Brano da leggere »
____________________

L’idea del dottor Pellegrino è stata quella di portare in scena (grazie alla compagnia amatoriale “Loro di Drama”, diretta da lui e dalla dottoressa Rosaria Raspanti) un ‘quadro familiare’, le scene, cioè, nonostante il grottesco (volutamente cercato) rappresentano un vissuto di tutti noi, il pubblico non ha difficoltà a trovare dei punti in comune con le protagoniste, punti che possono essere le difficoltà a farsi accettare dagli altri, il coraggio di mostrarsi con le proprie piccole manie, la forza di combattere per i propri sogni nonostante le difficoltà che la vita ci pone davanti.
Molto toccante e intensa la parte finale del primo atto, quando due delle protagoniste affrontano la madre che avendole abbandonate da piccole, ha negato loro l’amore materno, ed è per questo che le due sorelle non riescono ad accettarla, non condividono le sue scelte. Fino a quando si ritrovano a vivere la medesima scena della vita: provare a superare le loro paure e realizzare il loro sogno. All’inizio la diffidenza delle figlie, alla luce di un rapporto difficile, fatto di silenzi, di paure e di incomprensioni sembra non portare alla soluzione del loro dramma, ma poi interviene un’amica e spiega il percorso doloroso e difficile che Chantal ha dovuto affrontare prima come madre e poi come donna, pagando un prezzo molto alto: la perdita dell’affetto delle sue figlie. Ma è proprio così? Si può perdere un amore come quello tra madri e figlie?
Un turbinio di emozioni intense, un pubblico sempre più “costretto” a confrontarsi e a mettersi in discussione.

____________________

Elenco record »
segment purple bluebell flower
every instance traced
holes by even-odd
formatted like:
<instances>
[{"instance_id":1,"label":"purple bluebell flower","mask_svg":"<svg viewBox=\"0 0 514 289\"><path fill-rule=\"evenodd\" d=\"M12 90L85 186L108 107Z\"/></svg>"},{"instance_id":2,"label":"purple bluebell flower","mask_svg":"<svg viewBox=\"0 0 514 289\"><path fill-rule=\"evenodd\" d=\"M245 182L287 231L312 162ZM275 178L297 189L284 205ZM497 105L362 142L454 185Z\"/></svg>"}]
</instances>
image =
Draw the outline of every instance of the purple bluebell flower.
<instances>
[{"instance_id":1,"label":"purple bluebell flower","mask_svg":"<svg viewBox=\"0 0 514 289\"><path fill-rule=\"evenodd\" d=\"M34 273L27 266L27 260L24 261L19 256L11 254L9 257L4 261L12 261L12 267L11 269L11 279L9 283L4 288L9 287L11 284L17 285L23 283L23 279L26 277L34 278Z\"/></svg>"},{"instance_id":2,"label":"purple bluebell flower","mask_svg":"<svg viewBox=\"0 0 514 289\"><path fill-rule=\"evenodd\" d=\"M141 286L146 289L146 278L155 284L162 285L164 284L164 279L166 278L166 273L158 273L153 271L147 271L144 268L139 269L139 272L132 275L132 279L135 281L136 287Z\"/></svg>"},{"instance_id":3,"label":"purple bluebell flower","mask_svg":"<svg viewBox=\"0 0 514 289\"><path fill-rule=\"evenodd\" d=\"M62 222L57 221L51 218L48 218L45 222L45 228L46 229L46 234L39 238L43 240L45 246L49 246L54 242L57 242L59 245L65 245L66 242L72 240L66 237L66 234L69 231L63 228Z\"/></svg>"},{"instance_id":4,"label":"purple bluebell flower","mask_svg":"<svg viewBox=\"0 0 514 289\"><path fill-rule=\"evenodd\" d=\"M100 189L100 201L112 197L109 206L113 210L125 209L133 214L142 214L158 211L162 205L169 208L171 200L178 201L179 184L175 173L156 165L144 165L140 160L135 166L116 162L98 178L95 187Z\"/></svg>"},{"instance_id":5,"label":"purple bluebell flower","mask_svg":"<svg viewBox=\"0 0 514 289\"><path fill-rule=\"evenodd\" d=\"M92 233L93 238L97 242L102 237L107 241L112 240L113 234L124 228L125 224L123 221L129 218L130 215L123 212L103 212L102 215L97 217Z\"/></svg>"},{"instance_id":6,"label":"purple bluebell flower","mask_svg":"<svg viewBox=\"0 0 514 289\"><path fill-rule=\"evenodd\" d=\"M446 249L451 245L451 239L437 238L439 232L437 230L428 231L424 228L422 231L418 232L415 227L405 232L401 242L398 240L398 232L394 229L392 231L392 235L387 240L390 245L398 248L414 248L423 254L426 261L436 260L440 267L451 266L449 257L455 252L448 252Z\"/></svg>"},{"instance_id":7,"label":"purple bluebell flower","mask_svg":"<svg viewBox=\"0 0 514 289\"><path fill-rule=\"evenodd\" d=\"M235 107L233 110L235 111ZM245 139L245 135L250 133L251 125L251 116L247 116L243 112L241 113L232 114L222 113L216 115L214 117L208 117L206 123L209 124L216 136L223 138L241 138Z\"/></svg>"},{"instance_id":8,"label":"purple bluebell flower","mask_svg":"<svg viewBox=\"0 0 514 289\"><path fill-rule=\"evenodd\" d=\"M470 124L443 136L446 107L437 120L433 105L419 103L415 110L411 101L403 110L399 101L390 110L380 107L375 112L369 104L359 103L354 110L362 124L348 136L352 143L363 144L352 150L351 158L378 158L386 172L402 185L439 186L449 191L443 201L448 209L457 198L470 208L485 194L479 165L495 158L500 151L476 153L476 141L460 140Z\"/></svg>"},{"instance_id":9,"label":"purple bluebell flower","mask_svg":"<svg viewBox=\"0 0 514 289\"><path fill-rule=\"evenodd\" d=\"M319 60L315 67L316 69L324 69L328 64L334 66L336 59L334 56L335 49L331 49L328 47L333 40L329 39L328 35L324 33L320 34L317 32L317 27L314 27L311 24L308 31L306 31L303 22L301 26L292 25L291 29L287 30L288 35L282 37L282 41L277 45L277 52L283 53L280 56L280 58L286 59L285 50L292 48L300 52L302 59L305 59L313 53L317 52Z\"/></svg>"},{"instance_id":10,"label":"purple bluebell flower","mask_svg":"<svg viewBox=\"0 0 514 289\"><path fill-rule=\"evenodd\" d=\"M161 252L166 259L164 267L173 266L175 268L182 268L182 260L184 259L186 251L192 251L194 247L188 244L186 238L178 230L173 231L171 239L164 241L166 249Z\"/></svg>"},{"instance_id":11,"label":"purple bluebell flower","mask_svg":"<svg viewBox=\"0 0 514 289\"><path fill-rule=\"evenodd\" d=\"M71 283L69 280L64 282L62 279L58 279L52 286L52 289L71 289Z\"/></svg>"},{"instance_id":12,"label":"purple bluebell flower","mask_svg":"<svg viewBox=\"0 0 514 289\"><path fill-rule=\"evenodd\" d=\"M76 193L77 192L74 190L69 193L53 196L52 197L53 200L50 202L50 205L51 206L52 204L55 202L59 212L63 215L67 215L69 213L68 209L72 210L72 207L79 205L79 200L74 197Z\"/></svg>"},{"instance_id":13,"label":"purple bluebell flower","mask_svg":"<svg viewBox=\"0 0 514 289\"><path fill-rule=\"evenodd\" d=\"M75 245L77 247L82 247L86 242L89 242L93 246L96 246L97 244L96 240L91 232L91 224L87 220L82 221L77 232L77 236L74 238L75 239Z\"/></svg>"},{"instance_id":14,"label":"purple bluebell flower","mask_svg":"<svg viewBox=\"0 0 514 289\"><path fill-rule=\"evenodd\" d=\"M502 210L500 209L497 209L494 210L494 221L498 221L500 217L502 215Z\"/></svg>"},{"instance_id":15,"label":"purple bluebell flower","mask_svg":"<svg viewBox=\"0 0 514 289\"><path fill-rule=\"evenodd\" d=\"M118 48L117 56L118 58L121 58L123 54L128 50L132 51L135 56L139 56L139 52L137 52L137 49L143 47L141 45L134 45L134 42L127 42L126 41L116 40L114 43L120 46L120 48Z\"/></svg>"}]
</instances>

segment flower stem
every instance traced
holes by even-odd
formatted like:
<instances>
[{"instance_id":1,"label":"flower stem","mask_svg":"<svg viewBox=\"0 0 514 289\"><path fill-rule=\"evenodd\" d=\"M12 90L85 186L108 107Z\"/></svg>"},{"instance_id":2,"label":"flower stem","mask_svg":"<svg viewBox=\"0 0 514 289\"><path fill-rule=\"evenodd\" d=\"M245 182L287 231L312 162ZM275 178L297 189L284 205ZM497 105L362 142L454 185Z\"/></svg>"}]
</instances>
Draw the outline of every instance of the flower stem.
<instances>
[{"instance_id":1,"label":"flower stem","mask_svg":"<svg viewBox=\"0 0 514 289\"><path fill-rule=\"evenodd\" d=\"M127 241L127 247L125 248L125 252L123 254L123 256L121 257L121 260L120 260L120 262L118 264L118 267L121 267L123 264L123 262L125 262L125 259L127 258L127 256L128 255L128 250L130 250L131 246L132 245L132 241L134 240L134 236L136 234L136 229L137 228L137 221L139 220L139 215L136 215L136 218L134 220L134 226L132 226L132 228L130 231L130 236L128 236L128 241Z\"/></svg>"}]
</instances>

____________________

Compito richiesto »
In base al brano da leggere, spiega in una o due frasi perché le due sorelle non riescono ad accettare la madre.

Soluzione del problema »
Non riescono ad accettarla perché la madre le ha abbandonate da piccole e ha negato loro l'amore materno. Per questo le due sorelle non condividono le sue scelte.